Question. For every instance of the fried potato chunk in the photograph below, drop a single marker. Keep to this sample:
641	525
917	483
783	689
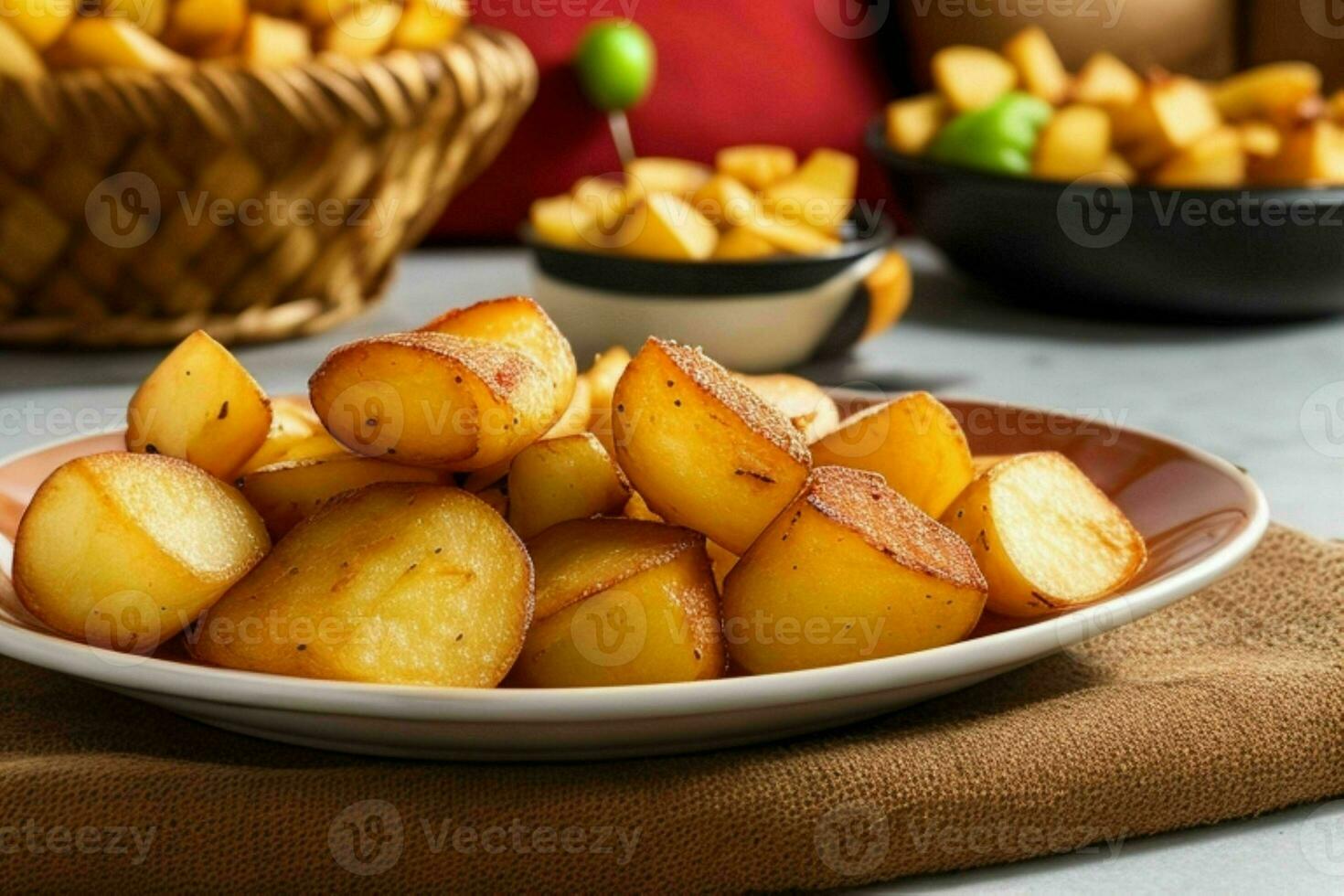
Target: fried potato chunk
972	77
123	551
1043	535
914	443
703	449
621	602
199	404
395	583
517	323
565	478
433	400
849	571
805	403
296	434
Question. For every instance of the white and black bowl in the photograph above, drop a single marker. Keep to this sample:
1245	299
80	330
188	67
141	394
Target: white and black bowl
752	316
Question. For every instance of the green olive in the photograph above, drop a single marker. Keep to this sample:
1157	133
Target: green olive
615	63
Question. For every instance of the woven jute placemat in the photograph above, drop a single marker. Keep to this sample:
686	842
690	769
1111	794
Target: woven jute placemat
1224	706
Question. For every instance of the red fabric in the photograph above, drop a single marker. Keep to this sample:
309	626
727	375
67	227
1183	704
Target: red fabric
730	71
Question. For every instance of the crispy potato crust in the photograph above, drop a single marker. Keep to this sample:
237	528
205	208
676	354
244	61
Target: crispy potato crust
862	501
629	549
728	389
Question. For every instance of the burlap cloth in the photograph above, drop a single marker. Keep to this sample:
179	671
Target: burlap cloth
1229	704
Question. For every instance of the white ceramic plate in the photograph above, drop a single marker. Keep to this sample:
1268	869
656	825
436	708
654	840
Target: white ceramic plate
1199	515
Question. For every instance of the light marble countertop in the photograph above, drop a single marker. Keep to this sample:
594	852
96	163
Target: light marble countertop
1267	398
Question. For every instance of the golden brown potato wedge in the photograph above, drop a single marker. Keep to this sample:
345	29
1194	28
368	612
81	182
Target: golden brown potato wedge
725	200
1108	82
1275	91
914	443
1217	159
202	406
667	226
1072	144
123	551
112	43
620	602
818	194
433	400
572	422
365	31
560	220
16	58
296	434
702	448
394	583
205	27
1310	154
37	22
1038	65
972	77
565	478
1171	113
274	42
520	324
426	25
805	403
1044	536
289	492
755	166
849	571
912	123
603	202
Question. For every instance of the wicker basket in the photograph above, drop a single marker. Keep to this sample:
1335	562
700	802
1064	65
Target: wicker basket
254	205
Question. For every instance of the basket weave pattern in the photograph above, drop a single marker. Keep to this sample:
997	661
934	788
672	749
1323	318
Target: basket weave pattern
254	205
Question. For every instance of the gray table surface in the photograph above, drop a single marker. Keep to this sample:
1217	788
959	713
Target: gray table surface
1266	398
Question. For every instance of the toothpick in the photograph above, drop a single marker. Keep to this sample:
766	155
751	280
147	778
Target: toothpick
620	126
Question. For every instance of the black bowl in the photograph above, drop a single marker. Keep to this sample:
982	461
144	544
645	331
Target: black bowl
1094	249
862	234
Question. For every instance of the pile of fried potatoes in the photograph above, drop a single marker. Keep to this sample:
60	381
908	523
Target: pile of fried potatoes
169	35
459	506
755	202
1269	125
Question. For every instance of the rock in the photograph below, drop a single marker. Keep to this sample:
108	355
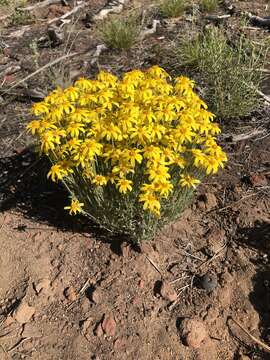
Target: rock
209	282
141	284
209	200
125	248
168	292
23	313
258	180
193	333
43	284
226	278
215	241
85	328
98	330
31	330
109	325
96	296
119	344
70	294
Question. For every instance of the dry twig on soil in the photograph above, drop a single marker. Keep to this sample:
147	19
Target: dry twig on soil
259	342
39	5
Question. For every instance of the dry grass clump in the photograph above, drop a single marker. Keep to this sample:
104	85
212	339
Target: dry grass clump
229	72
172	8
120	34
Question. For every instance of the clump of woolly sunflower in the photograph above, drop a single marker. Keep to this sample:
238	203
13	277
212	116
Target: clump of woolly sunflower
130	151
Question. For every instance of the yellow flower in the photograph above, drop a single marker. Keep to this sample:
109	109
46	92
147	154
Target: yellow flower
188	181
75	207
74	129
150	202
40	108
57	172
34	126
133	156
124	185
143	126
99	180
163	187
158	173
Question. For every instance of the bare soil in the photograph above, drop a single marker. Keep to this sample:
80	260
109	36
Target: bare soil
68	290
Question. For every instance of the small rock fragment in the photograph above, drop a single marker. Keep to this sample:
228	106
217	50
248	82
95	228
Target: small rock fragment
70	294
109	325
125	248
96	296
98	330
31	330
209	282
208	200
258	180
23	313
119	344
43	284
168	292
193	332
85	328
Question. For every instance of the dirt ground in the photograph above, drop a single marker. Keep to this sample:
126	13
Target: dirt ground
68	290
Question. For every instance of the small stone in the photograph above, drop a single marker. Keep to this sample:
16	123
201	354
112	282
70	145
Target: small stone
85	328
109	325
209	200
258	180
209	282
125	248
70	294
43	284
226	278
98	330
23	313
31	330
9	320
168	292
141	284
119	344
96	296
193	332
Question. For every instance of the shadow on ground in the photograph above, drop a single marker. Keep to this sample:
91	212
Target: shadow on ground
24	187
258	237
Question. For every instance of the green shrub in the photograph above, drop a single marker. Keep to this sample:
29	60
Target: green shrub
130	151
120	33
209	5
230	73
172	8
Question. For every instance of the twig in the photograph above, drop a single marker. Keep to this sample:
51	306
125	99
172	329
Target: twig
265	97
71	12
56	61
20	342
97	53
83	288
151	31
259	342
5	351
238	201
103	13
176	301
188	254
155	266
39	5
246	136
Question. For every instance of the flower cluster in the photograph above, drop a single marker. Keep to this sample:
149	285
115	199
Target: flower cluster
145	134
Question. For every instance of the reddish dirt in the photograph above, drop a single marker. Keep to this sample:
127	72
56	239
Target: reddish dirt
69	291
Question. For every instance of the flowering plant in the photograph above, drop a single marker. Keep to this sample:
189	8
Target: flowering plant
130	151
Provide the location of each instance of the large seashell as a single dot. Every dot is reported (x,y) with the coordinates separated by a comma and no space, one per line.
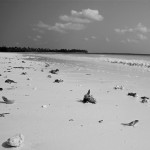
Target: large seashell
(7,101)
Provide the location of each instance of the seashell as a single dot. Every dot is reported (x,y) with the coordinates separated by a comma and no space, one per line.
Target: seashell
(7,101)
(89,98)
(58,81)
(15,141)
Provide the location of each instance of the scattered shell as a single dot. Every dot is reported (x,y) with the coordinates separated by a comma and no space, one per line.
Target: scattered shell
(15,141)
(9,81)
(58,81)
(7,101)
(49,76)
(89,98)
(23,73)
(3,114)
(144,99)
(132,94)
(54,71)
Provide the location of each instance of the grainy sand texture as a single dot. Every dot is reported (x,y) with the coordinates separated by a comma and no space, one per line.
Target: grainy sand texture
(47,107)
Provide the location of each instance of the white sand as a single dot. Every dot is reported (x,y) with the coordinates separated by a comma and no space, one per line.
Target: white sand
(64,123)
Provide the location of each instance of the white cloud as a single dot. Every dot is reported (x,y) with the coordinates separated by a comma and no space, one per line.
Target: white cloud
(86,39)
(93,37)
(142,37)
(132,40)
(107,39)
(139,28)
(84,16)
(38,37)
(88,13)
(74,19)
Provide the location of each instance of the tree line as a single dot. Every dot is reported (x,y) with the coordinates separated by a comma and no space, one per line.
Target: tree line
(29,49)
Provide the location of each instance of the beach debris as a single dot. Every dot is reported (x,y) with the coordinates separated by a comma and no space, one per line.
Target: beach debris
(18,67)
(132,94)
(54,71)
(49,76)
(89,98)
(47,65)
(100,121)
(7,101)
(15,141)
(133,123)
(23,73)
(71,120)
(144,99)
(44,106)
(58,81)
(3,114)
(10,81)
(118,87)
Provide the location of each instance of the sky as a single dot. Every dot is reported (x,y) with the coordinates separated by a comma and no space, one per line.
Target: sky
(99,26)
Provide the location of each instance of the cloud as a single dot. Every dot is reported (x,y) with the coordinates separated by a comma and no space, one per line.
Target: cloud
(139,28)
(139,32)
(84,16)
(132,40)
(88,13)
(60,27)
(107,39)
(142,28)
(128,40)
(75,21)
(142,37)
(93,37)
(88,38)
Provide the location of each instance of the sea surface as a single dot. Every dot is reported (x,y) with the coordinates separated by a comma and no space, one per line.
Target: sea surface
(140,61)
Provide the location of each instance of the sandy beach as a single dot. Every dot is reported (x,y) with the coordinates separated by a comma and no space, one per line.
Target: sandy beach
(51,115)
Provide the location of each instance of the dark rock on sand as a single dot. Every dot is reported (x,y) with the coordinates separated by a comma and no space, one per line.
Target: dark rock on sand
(132,94)
(7,101)
(54,71)
(15,141)
(9,81)
(3,114)
(89,98)
(133,123)
(144,99)
(58,81)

━━━━━━━━

Could you write out the entries word for word, starting at the line that contains "Provide the location of each instance of the sea surface" and continuing through the end of the entries, with that first line included?

Provide the location of each instance of the sea surface as a single dot. Every dot is reported (x,y) with the coordinates separated by a comma and no space, one per line.
Target: sea surface
(140,61)
Provide the location of each instance of the sandy beach as a single dot. Every dot is reported (x,y) with the coordinates separated by a comma and no space, one per line.
Target: sandy beach
(51,115)
Provide the location of each instance of the dark rock on sand as a single dot. Every dot is reported (x,y) with the coordinates separated by a comma and no space, one per line.
Target: dark rock on sand
(132,94)
(7,101)
(54,71)
(15,141)
(9,81)
(3,114)
(89,98)
(133,123)
(144,99)
(58,81)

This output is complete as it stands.